** START Entries provided **
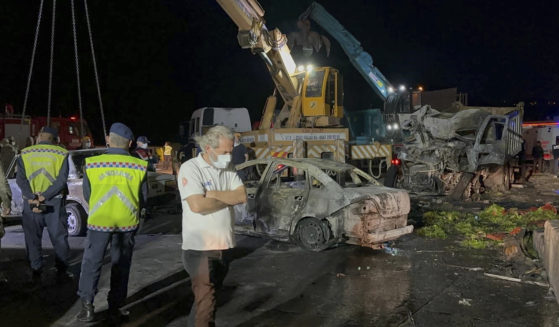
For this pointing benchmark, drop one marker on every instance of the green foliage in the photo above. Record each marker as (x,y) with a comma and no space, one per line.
(472,229)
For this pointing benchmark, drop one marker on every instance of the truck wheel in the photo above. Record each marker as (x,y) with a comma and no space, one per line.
(312,234)
(77,219)
(391,175)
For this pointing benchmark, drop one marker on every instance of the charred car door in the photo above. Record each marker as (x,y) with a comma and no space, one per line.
(280,199)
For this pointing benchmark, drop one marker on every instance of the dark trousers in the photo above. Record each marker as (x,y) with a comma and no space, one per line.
(122,246)
(207,270)
(56,221)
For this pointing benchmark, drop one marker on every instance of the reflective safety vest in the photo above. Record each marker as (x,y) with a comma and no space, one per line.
(115,181)
(42,163)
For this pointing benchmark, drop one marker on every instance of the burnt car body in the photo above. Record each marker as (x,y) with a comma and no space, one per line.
(162,188)
(317,203)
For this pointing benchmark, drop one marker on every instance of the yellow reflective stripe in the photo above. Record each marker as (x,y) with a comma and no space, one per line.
(114,192)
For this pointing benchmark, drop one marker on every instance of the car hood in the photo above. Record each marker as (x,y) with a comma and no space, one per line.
(388,202)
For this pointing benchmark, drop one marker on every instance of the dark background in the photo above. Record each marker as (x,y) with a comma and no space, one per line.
(159,60)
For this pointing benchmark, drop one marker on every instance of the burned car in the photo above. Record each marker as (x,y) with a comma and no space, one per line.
(318,203)
(162,188)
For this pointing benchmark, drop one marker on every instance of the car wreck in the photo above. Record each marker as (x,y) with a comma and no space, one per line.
(317,203)
(460,154)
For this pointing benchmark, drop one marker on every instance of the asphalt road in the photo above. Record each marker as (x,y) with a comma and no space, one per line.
(420,282)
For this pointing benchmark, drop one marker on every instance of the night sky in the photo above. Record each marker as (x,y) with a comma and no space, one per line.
(159,60)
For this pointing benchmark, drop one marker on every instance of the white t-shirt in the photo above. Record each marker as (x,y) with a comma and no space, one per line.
(213,231)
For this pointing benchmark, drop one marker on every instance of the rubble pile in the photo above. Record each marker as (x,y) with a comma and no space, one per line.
(487,228)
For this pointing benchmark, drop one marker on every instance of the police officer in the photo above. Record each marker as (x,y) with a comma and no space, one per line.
(42,172)
(143,153)
(115,186)
(6,198)
(555,152)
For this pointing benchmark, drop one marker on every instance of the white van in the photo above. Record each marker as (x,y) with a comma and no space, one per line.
(202,119)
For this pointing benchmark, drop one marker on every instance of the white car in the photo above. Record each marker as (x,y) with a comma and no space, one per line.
(162,188)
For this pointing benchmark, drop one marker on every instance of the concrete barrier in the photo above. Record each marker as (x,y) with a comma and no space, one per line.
(547,246)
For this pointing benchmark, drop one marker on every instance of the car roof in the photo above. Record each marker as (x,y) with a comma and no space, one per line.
(302,162)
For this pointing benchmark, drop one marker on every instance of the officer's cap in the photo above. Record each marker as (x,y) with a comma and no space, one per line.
(143,139)
(122,130)
(50,130)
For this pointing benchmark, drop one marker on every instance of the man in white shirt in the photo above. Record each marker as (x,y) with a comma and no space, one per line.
(209,188)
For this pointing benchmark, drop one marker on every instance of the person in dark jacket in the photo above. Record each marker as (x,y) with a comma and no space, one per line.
(537,154)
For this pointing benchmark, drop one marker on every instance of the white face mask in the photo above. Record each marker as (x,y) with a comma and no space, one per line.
(222,161)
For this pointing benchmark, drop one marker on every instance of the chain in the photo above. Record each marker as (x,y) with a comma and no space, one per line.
(76,58)
(95,69)
(32,61)
(51,60)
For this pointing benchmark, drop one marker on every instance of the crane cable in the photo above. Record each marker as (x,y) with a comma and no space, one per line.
(51,60)
(32,61)
(95,68)
(82,134)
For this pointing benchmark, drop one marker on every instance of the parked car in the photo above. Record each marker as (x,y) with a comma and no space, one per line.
(317,203)
(162,188)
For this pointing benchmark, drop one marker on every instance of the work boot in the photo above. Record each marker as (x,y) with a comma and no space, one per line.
(87,312)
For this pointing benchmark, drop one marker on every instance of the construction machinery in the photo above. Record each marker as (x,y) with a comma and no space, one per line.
(309,121)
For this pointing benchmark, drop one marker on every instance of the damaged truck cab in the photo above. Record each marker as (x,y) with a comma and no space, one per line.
(318,203)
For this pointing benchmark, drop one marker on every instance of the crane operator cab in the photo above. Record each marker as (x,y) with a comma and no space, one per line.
(322,93)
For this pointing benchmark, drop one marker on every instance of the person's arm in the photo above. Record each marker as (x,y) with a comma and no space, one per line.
(144,192)
(86,187)
(201,204)
(22,181)
(59,184)
(231,198)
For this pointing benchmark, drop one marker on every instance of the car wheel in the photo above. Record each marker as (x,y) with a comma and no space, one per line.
(312,234)
(77,219)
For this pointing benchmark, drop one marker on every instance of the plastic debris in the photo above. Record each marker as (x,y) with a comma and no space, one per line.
(466,302)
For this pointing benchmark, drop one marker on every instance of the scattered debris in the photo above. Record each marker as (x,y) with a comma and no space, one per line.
(488,228)
(466,302)
(517,280)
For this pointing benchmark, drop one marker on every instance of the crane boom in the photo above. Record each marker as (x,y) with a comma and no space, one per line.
(272,47)
(361,59)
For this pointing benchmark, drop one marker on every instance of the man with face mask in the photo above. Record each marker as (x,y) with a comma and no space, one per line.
(142,152)
(209,187)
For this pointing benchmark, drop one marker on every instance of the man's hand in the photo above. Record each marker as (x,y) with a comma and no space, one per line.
(6,210)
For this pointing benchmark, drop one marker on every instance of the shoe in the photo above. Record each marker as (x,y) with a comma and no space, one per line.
(87,313)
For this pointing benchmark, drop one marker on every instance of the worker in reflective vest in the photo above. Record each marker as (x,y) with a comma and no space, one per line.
(41,175)
(115,186)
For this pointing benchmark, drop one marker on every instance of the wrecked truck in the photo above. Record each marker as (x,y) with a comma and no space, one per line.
(317,203)
(460,154)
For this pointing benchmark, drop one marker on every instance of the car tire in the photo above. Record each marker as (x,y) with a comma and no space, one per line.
(312,234)
(77,219)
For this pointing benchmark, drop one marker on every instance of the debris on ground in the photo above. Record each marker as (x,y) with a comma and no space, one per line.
** END Entries provided **
#### [Given instruction]
Reproduce all of the material above word for word, leaving out the pictures.

#### [Answer to this problem]
For this pointing benchmark, drop one marker on every instance of the green foliage in the photo above. Record each marker as (x,y) with a comma and no space, one per line.
(472,229)
For this pointing benchmark, drop one marker on every instance of the truck wheel in the photo above. Record each marker as (x,y) with a comma and no space, one per line.
(312,234)
(77,219)
(391,175)
For this pointing benchmark, drop one marker on every instance of the charred car door in the photo above. Record each marker as (x,y) with a comma and no space, one per line.
(280,199)
For this pointing benchmark, drop one marker on every instance of the dark trousers in the photo above. Record each marker as (x,y) with a comma and no space, one per line.
(122,246)
(207,270)
(56,221)
For this pointing benchmark, drop one marker on every instance of the reflective safety vest in the photo above. Record each marker as (x,y) with a comma and no space, one per line.
(115,181)
(42,163)
For this pointing benchmark, drop one marker on every instance of the burnt car body in the photo above. Record each marker as (x,y) with a comma and no space, one per line.
(162,188)
(317,203)
For this pointing benchmark, drop one marker on every instance of the yellow reflective stripe in the photo above. Record each marker as (x,y) with a comma and no space, one per line.
(114,192)
For this pointing benchmark, drop one marker on every instance of the car hood in the photo above. Record each marker as (x,y) with a comma and no space, one per line.
(388,202)
For this pointing benchmark, drop one marker on every instance of the dark background in the photo above. Record each marker as (x,y) with a comma and no space, one per line.
(159,60)
For this pointing benchmark, drop one marker on every instance of the burned car in the photo above. Record each marker as (x,y) with a comma and no space, one per line.
(318,203)
(162,188)
For this pointing benchmark, drop one marker on every instance of the car wreck in the photo above. Record each marker as (x,y) with a comma and no space, one per line.
(317,203)
(460,154)
For this pointing benchmark, drop one marker on every instance of the asphalt road in the photo above. Record each marker as (x,y) with a comma and no space, one per line.
(420,282)
For this pointing benchmark, drop one marker on every instance of the night sky in the photo above. Record each marker as (x,y) with a comma and no space, one per line.
(159,60)
For this pointing benchmark, drop one marker on every instance of the white t-shirt in the photo above. Record each marker as (x,y) with a comma and no space, one per line.
(213,231)
For this pointing benchmark, drop one marker on every instance of the rubble pile in the photo above. Record each marker as (x,y) with a comma and no space, one per line.
(487,228)
For this pointing benchmark, drop one marker on every instance of the police officer in the photo above. Record each marker as (x,y) with a comma and no space, one per line.
(42,172)
(143,153)
(115,186)
(6,198)
(555,152)
For this pointing benchmark, drop one marker on every instance of the white van in the photo above. Record each marker as (x,y) with a comma and no space, one per line.
(202,119)
For this pointing benchmark, drop one marker on every instance of the white car in the photo above. Record each marker as (x,y) with a comma and no space, one per line.
(162,188)
For this pointing benchmark, drop one marker on every instance of the concrete barrier in the photo above. Record each marker as (x,y) with a comma and no space, one per line.
(547,246)
For this pointing benchmark, drop one marker on every instance of the car roof in the photo above. Record each marker as (x,y) with a comma and no space, one per line.
(302,162)
For this pointing benchmark, drop one marker on every instance of the officer's cap in the photo above. Record each marker as (x,y) with a comma and no space, one per line.
(143,139)
(122,130)
(50,130)
For this pointing benchmark, drop one marker on every instance of the man in white shirt in the photo above. Record each marker as (x,y) with a comma and no space, one per line.
(209,188)
For this pointing benchmark, drop one marker on every instance of the person in dark jacket in the photo above. Record each marker as (x,y) with a comma and no space, one per line.
(537,154)
For this pointing benchmark, drop one marker on every instance of the white face mask in the photo above. Record each marker as (x,y) with a comma and no space, one per line.
(222,161)
For this pointing benchmark, drop one marker on every instance of the chain in the photo above. Record each marker as (x,y) with a comma and no space, one per line.
(76,58)
(95,69)
(32,61)
(51,60)
For this pointing benchmark, drop one marker on every instance of the crane cable in the photo above. Record each marker as (x,y) with a comma and no space, one per line.
(51,60)
(32,61)
(95,68)
(82,134)
For this pointing benchmark, drop one marker on every instance of the parked car in the photo above. Record each marker as (x,y) with a comma and no space, one per line.
(317,203)
(162,188)
For this pointing benchmark, drop one marker on every instance of the work boot in the photo above. Record each marker as (x,y) with a comma and no space, one per line.
(87,312)
For this pointing benchmark, drop one marker on every instance of the construction machinery in the photo above. Record each marker as (x,y) with a comma and no space, one per line.
(309,121)
For this pointing benchmark, drop one marker on every instance of the damaged truck cab in the photo above. Record each marker as (x,y) with a comma and no space, one per line.
(318,203)
For this pointing benchmark, drop one marker on every instance of the crane operator cab in the photo above. Record each marker as (x,y) with a comma and no space, one per line.
(322,93)
For this pointing benchmark, drop one marker on every instance of the person's arm in the photo above. Record each marker as (x,y) with a comma and no space, one per line.
(144,192)
(86,187)
(201,204)
(22,181)
(59,184)
(231,198)
For this pointing benchmark, drop one marker on every instance of the car wheel in the photo above. Record each marker as (x,y) with a comma and no space, one per line.
(312,234)
(77,219)
For this pointing benchmark, drop one marker on every instance of the plastic debris in the photo above. Record each marker as (x,y) with a comma and no space, one per line.
(466,302)
For this pointing benchmark, drop one marker on every instance of the scattered debris in the photo above. Record each marker as (x,y) with a comma and no space, one per line.
(488,228)
(466,302)
(517,280)
For this pointing benchmark, drop one marker on every instance of the crane boom in the photo above. Record each marker as (x,y) with a comma and no space, one per line.
(272,47)
(361,59)
For this pointing benchmark, drop one marker on every instance of the man with face mask in the photo above. Record each marker as (x,y) with a comma and no space, one per line.
(142,152)
(209,187)
For this pointing benchmark, drop one marker on every instance of the man's hand in the photo above. Record each marker as (x,y) with a comma and no space, one per line.
(6,210)
For this pointing benchmark, drop one marker on every instance of the shoe in the photo above. Record each marker as (x,y) with a comma and no space, one per line.
(87,313)
For this pointing benchmark, drop one marker on every instance of the worker in reflective vest in the photo above. Record each marker as (x,y) with a comma and no space, one per line.
(41,175)
(115,186)
For this pointing benchmark, drop one marker on every instance of the wrecked truck in the photo above. Record each marker as (x,y) with a comma and no space, one per line.
(317,203)
(460,154)
For this pointing benchmark, drop one marker on every instance of the car tire in the photo above. Record each marker as (x,y) with a comma and no space, one per line.
(312,234)
(77,219)
For this pointing benchmark, drop one marker on every instance of the debris on ground in the photo above. Record each marker as (x,y) with a comma and no space, one per line.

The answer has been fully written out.